Rewrite the material below so that every "pixel coordinates" becomes "x-y coordinates", with nothing else changed.

>>>

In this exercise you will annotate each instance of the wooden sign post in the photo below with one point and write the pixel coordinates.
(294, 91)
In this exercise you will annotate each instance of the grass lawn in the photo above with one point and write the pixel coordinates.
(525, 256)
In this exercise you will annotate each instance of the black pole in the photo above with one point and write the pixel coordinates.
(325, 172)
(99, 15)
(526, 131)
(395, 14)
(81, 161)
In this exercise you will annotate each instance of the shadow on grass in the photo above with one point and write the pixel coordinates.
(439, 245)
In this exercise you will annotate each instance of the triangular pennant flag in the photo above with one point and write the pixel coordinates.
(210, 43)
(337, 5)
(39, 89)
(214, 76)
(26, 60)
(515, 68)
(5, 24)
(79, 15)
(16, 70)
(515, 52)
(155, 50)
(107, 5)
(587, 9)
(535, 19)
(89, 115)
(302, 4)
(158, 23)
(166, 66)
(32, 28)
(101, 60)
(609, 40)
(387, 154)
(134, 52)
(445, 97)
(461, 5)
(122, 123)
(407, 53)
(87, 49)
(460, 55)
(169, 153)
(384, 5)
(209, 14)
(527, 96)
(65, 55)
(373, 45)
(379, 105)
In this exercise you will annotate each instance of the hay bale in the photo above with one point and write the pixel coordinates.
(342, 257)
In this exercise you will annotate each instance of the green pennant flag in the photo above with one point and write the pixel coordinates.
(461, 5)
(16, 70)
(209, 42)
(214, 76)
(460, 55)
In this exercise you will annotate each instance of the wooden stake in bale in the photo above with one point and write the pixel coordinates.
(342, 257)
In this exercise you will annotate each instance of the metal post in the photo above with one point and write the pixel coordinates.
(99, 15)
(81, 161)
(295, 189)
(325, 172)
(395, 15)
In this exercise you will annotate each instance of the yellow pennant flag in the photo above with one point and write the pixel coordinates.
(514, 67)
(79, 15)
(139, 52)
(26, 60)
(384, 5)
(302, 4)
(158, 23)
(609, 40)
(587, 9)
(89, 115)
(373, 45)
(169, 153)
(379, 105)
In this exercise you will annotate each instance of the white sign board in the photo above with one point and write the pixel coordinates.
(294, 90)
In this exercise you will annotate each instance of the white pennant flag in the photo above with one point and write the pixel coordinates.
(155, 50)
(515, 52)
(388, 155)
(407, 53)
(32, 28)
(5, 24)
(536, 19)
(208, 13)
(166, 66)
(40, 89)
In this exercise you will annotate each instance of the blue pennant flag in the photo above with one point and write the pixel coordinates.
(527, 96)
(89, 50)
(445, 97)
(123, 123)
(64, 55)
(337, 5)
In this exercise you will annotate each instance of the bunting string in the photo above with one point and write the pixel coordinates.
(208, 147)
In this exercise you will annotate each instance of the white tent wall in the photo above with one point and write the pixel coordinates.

<<<

> [RESULT FOR THIS TASK]:
In this exercise you will annotate each instance of the wooden sign post in the photo below with one point and write the x-y coordinates.
(294, 91)
In this exercise you will annotate each instance of the grass lawn in the photo above with one point and write the x-y coordinates.
(525, 256)
In this exercise you will annotate each instance of the black pole in the photo above with one point and write the x-y coordinates.
(325, 172)
(99, 15)
(526, 131)
(395, 14)
(81, 161)
In this exercise you will annotate each instance of the shadow on grass in the photo above with one point and write the x-y coordinates.
(439, 245)
In this exercise you will annotate each instance of the triangular pennant flag in the photo above with one point and write the x-y coordinates.
(210, 43)
(337, 5)
(39, 89)
(214, 76)
(26, 60)
(515, 68)
(5, 24)
(79, 15)
(16, 70)
(515, 52)
(155, 50)
(107, 5)
(587, 9)
(535, 19)
(89, 115)
(302, 4)
(158, 23)
(166, 66)
(32, 28)
(101, 60)
(609, 40)
(387, 154)
(134, 52)
(445, 97)
(461, 5)
(122, 123)
(407, 53)
(87, 49)
(460, 55)
(169, 153)
(384, 5)
(209, 14)
(527, 96)
(65, 55)
(373, 45)
(379, 105)
In this exercise you will annotate each instance of the hay bale in the photo above with one point and write the x-y coordinates.
(342, 257)
In this exercise you will annotate each instance of the green pennant flag in the photo above with one point and write the x-y coordinates.
(461, 5)
(16, 70)
(209, 42)
(214, 76)
(460, 55)
In this exercise you will annotate each instance of the wooden stake in bale in the photo above with one point and write the x-y coordinates.
(342, 257)
In this exercise you will annotate each instance of the metal post in the photo above with one point and write the x-y coordinates.
(99, 15)
(81, 161)
(295, 189)
(325, 172)
(395, 15)
In this exercise you will annotate each instance of the yellow pennant flag in the photo above with one point and write the x-y coordinates.
(514, 67)
(79, 15)
(139, 52)
(26, 60)
(384, 5)
(302, 4)
(158, 23)
(609, 40)
(587, 9)
(89, 115)
(373, 45)
(169, 153)
(379, 105)
In this exercise you will annotate each instance of the white sign board in the photo above with one point and write the x-y coordinates.
(294, 90)
In this exercise you will annotate each instance of the white pennant flag in the photo above with one point and write the x-y coordinates.
(155, 50)
(515, 52)
(388, 155)
(407, 53)
(32, 28)
(5, 24)
(536, 19)
(208, 13)
(166, 66)
(40, 89)
In this exercise you will annotate each instance of the blue pennant flag in the photo above with one point and write the x-y coordinates.
(527, 96)
(89, 50)
(445, 97)
(123, 123)
(64, 55)
(337, 5)
In this exercise you will annotate each instance of the bunting string in the photo above with one point and write the x-y coordinates.
(208, 147)
In this exercise you will annotate each instance of the white tent wall in the photo above with one point and write the x-y coordinates.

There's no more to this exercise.